### Source extract
★ ★ ★
Yesterday, I received the following message in an email from the Republican Party of Texas (the text is also available here):

"...So Help Me God."

Candidate for the Sixth Court of Appeals, Ben Franks, is reported to be a professed atheist and apparently believes the Bible is a "collection of myths."

During debate over a plank in the State Democrat Platform, members of the Platform Committee debated dropping "God" from a sentence on the first page of the document. The plank stated: "we want a Texas where all people can fulfill their dreams and achieve their God-given potential."

According to an article published in the El Paso Times, Ben Franks states: "I'm an atheist..."

All elected or appointed officials in Texas must take the oath prescribed by Art. XVI, Section 1(a) of the Texas Constitution:

"I, _____ , do solemnly swear (or affirm), that I will faithfully execute the duties of the office of _____ of the State of Texas, and will to the best of my ability preserve, protect, and defend the Constitution and laws of the United States and of this State, so help me God."

Should Franks be elected in November, one would have to conclude that he will hold true to his out of touch "atheist" belief system and ignore the laws and Constitution of Texas. Mr. Franks is a personal injury trial lawyer practicing in Texarkana, Texas and is the Democrat nominee for the 6th Court of Appeals.

I'm not sure where to begin. I don't know what to say about this.

Actually ... yes, I do.

First of all, putting the word atheist in scare quotes is a particularly strange touch. Does the author doubt that atheism is real? Does the author suspect that Franks is only pretending to be an "out of touch" (sic) atheist? Maybe the author simply had never heard of atheism before; he or she was apparently shocked to discover that atheists don't believe that the Bible is God's word.

Next, the second paragraph of the article is irrelevant to the rest. Shoddy work.
★ ★ ★
### Raw records
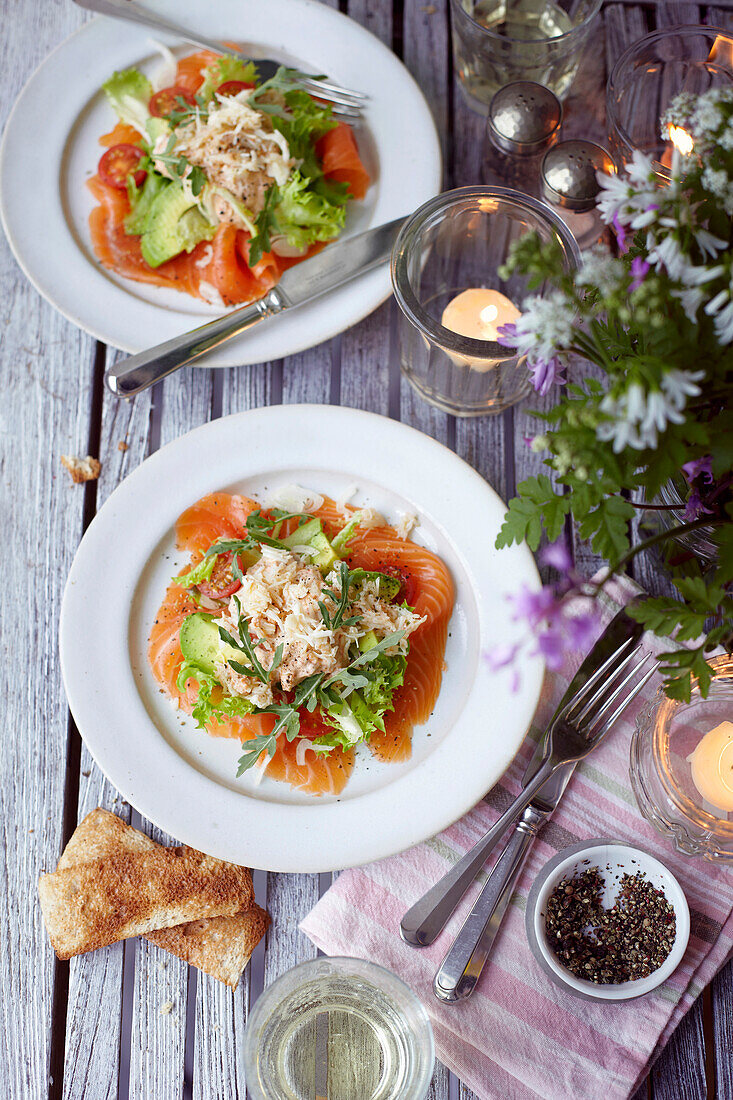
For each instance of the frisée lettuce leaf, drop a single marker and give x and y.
(129, 94)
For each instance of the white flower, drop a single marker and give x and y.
(724, 325)
(708, 243)
(600, 270)
(679, 385)
(668, 252)
(691, 299)
(636, 417)
(546, 326)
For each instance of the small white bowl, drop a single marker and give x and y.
(619, 858)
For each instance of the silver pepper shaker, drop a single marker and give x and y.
(524, 121)
(570, 187)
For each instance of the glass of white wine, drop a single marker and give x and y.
(496, 42)
(338, 1029)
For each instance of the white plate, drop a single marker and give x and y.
(182, 778)
(47, 155)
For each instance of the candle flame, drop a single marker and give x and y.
(681, 140)
(721, 51)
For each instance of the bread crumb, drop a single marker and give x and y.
(81, 469)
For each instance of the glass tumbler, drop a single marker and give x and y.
(496, 42)
(453, 243)
(647, 77)
(667, 733)
(339, 1027)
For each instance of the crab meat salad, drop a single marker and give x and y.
(217, 183)
(303, 629)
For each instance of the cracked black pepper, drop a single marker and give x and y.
★ ★ ★
### Work to complete
According to the post about the Republican Party of Texas email on Ben Franks, in what city does Franks practice as a personal injury trial lawyer? The data has no connection to the text.

### Answer to the exercise
Texarkana, Texas